### EXTRAHIERTER TEXT
━━━━━━━━

Wenn ich ein Panel direkt an den PLC stecke (ohne Switch + die anderen 15 Panels) reagiert die Visu mit einer minimalen Verzögerung, mit der man leben kann. Wenn ich den Switch + 6 weitere Panels anschließe wird die Reaktion schon langsamer, bei über 12 Panels wird es sehr langsam. Es spielt anscheinend keine Rolle ob die Panels aktiv sind (bedient werden) oder sich im Ruhemodus befinden.
Ich hatte mit der Codesys V2.3 (Visu mit Java) Visualisierungen erstellt mit wesentlich mehr Inhalt, eine Verzögerung bei Anzeige oder Bedienung konnte ich hier nicht feststellen. Ist die Verzögerung HTML5- bedingt?


----------



## KLM (6 Januar 2022)

Einfach weil es recht schnell gemacht ist und mir Erfahrungswerte fehlen, würde ich die Startseiten auf nur eine reduzieren und testen und schauen, ob sich das Verhalten ändert. Also nur eine Startseite auf die alle Clients schauen. Sollte sich das Verhalten normalisieren, brauchst Du eine andere Methode für die Deeplinks, falls nicht würde ich mal einen Blick auf Dein Projekt werfen, wendest Du Dich an den Support oder wir finden jemand anderen, der eine Idee hat.


----------



## andreas-w211 (24 Januar 2022)

Das umstellen auf eine Startseite, auf die alle Clients schauen, kann ich leider nicht so einfach umsetzen.

━━━━━━━━

Datensätze aus einer Datensammlung:
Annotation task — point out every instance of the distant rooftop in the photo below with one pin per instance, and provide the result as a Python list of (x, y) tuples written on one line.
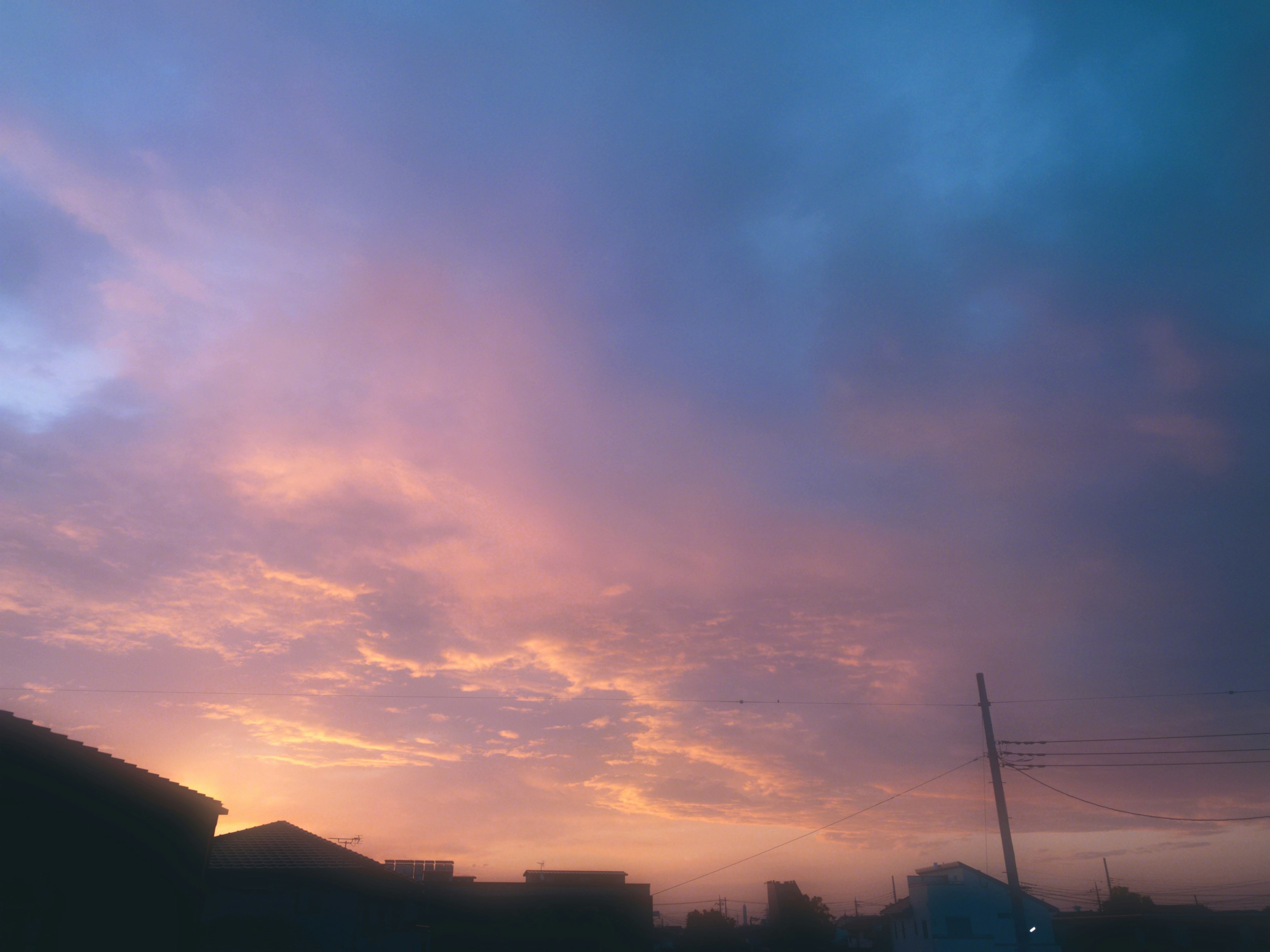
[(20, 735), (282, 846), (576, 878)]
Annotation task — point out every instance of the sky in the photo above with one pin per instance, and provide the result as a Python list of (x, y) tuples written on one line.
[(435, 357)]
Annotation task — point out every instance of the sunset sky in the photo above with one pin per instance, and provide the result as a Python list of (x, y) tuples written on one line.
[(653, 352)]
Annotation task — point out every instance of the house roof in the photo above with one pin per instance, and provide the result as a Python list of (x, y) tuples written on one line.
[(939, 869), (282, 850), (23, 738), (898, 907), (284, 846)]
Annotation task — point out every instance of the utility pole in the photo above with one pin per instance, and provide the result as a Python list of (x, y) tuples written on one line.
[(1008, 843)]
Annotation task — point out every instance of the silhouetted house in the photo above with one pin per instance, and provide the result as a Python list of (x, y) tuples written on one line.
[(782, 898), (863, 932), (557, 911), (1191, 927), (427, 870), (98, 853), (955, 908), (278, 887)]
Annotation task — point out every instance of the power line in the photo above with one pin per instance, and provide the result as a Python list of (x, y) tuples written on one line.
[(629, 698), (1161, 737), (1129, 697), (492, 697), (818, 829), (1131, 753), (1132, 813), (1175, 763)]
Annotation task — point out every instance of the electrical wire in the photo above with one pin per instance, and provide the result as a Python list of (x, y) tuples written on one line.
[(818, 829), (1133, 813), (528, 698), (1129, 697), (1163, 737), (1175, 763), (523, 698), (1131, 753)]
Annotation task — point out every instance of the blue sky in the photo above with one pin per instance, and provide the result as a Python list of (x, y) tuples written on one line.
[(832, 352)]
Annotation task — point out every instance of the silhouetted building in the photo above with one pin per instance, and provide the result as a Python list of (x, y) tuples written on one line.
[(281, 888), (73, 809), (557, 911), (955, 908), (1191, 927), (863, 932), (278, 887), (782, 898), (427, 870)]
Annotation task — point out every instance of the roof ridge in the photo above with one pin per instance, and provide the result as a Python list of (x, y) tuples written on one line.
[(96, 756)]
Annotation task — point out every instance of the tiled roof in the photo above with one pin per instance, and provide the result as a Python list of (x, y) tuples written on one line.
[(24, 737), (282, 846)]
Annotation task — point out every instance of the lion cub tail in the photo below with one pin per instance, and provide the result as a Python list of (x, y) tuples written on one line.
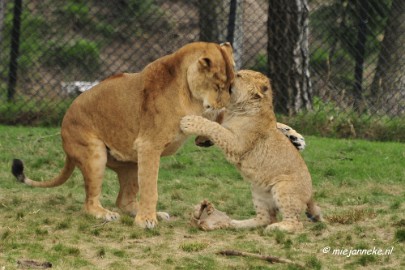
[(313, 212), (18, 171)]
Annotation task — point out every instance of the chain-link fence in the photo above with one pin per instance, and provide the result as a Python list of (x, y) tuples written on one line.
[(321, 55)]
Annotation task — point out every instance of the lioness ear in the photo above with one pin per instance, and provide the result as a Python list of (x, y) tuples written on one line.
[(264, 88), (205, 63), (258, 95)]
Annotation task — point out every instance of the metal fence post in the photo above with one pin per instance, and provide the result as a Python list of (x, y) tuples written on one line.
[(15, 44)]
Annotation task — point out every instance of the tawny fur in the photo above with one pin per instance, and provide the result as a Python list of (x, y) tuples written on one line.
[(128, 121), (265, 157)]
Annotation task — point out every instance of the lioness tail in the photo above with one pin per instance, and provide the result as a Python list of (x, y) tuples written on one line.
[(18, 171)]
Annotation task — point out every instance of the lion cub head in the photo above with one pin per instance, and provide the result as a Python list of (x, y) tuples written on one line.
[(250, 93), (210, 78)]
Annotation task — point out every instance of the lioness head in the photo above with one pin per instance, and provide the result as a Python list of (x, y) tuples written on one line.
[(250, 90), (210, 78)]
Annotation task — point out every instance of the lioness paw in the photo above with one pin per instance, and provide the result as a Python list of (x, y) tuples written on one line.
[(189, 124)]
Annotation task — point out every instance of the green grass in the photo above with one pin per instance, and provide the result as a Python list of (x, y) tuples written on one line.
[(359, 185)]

━━━━━━━━

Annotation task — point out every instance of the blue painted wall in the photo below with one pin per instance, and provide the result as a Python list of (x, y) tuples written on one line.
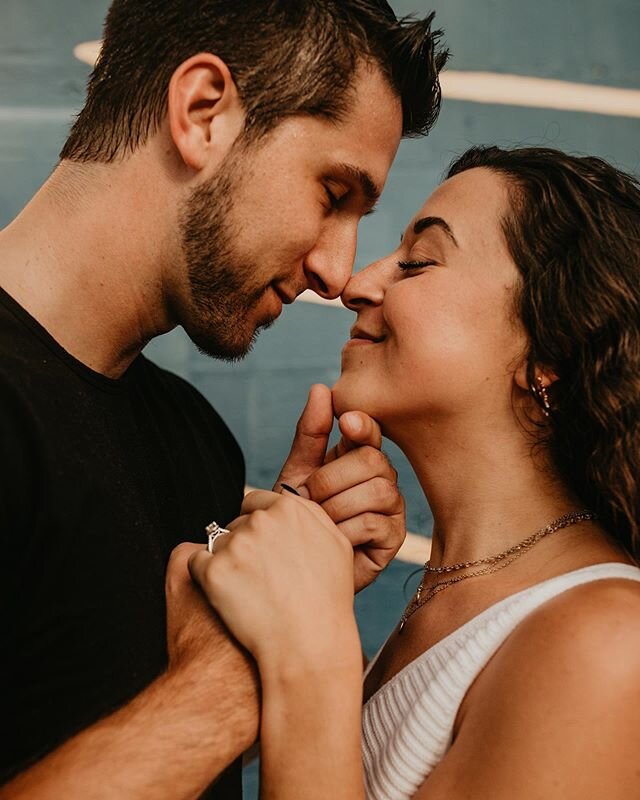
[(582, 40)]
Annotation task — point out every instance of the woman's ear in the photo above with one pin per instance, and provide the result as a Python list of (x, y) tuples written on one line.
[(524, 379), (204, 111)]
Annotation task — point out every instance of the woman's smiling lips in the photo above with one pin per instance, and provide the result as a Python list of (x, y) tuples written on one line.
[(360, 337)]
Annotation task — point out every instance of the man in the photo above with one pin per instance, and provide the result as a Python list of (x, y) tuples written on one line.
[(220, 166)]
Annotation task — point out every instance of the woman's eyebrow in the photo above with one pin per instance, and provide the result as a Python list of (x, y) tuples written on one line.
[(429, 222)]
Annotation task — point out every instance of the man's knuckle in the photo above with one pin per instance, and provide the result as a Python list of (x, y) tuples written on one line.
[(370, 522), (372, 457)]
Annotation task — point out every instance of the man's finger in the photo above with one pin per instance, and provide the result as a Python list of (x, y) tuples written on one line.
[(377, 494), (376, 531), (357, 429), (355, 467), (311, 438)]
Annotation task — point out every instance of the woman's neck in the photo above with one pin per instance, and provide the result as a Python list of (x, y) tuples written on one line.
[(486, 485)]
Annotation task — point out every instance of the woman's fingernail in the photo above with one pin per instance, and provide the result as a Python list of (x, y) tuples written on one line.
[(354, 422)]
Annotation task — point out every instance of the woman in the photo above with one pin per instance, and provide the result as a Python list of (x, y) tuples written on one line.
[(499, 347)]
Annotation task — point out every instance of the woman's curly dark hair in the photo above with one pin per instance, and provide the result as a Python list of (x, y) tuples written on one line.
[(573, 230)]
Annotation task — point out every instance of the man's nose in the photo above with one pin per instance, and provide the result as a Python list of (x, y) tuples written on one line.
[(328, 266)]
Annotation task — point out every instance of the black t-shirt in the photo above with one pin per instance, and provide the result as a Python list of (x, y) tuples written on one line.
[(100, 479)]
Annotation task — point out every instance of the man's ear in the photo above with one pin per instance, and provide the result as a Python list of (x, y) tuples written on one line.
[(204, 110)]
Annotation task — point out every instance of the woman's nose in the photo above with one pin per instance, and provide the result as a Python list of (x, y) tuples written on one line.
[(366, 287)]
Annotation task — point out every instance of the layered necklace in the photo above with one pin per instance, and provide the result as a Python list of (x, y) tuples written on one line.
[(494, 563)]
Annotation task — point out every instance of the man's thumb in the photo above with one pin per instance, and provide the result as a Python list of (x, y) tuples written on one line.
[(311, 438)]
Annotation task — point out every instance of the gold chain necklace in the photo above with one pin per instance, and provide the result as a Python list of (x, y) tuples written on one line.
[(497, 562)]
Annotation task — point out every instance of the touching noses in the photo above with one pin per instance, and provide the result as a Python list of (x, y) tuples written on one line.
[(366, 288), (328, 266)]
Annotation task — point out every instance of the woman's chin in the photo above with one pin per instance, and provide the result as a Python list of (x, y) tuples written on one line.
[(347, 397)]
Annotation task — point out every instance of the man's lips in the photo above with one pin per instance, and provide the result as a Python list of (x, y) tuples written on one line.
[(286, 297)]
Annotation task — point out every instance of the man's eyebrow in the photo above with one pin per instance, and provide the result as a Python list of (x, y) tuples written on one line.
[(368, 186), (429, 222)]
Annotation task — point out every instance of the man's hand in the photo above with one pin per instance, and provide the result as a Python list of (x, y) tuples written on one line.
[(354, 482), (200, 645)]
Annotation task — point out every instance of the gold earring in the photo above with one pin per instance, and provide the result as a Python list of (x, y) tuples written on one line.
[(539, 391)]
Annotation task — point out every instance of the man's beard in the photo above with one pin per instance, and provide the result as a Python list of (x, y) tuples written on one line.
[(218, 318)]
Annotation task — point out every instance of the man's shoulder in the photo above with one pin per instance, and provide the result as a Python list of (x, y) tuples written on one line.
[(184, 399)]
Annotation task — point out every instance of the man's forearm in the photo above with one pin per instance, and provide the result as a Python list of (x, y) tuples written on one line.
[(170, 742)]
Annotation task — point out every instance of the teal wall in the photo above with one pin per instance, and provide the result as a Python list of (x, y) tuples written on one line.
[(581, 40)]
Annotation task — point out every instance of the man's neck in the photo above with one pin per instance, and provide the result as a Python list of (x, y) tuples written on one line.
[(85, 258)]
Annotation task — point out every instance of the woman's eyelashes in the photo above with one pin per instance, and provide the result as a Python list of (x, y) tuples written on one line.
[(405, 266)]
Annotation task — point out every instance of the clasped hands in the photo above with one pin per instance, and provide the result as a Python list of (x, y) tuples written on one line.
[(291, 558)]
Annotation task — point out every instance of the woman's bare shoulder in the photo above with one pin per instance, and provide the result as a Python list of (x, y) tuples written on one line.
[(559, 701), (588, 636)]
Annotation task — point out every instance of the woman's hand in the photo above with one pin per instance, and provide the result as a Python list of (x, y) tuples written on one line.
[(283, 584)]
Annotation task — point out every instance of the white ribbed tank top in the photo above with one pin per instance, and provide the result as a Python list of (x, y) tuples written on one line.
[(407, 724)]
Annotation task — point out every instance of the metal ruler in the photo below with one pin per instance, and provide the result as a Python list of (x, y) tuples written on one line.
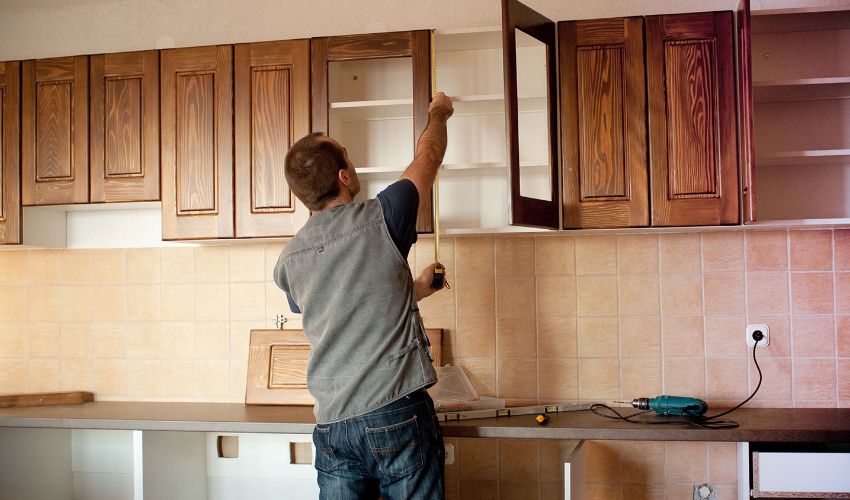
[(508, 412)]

━━━━━━━━

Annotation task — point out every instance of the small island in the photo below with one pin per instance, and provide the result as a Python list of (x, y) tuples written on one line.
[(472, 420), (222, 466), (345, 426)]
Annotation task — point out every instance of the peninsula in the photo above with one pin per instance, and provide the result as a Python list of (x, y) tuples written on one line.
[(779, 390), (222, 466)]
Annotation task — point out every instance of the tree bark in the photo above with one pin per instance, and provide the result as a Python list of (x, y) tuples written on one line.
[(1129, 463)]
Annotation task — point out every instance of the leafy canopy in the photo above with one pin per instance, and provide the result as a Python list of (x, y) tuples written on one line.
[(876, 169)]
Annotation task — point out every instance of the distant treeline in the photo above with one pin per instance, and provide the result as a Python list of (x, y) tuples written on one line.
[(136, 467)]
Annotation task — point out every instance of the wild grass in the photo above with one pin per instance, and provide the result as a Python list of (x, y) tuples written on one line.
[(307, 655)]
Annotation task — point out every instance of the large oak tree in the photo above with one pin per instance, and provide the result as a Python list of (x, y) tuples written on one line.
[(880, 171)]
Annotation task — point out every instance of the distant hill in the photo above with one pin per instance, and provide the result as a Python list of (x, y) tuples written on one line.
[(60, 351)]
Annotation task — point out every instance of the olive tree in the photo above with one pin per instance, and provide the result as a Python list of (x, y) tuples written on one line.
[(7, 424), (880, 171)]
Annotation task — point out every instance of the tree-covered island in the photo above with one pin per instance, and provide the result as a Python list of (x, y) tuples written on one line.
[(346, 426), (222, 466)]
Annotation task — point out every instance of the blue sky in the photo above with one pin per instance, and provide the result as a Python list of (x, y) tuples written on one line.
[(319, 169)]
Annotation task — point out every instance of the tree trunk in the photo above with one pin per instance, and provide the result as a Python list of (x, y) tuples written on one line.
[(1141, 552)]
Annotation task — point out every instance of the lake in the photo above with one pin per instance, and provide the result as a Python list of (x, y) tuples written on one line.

━━━━━━━━

### ZU BEARBEITENDE AUFGABE
Geben Sie aus dem Forumsauszug zur verzögerten Visualisierung den Abschnitt wörtlich wieder, der bei "## KLM (6 Januar" beginnt und bei "(24 Januar 2022)" endet.

### LÖSUNG DER AUFGABE
## KLM (6 Januar 2022)

Einfach weil es recht schnell gemacht ist und mir Erfahrungswerte fehlen, würde ich die Startseiten auf nur eine reduzieren und testen und schauen, ob sich das Verhalten ändert. Also nur eine Startseite auf die alle Clients schauen. Sollte sich das Verhalten normalisieren, brauchst Du eine andere Methode für die Deeplinks, falls nicht würde ich mal einen Blick auf Dein Projekt werfen, wendest Du Dich an den Support oder wir finden jemand anderen, der eine Idee hat.


----------



## andreas-w211 (24 Januar 2022)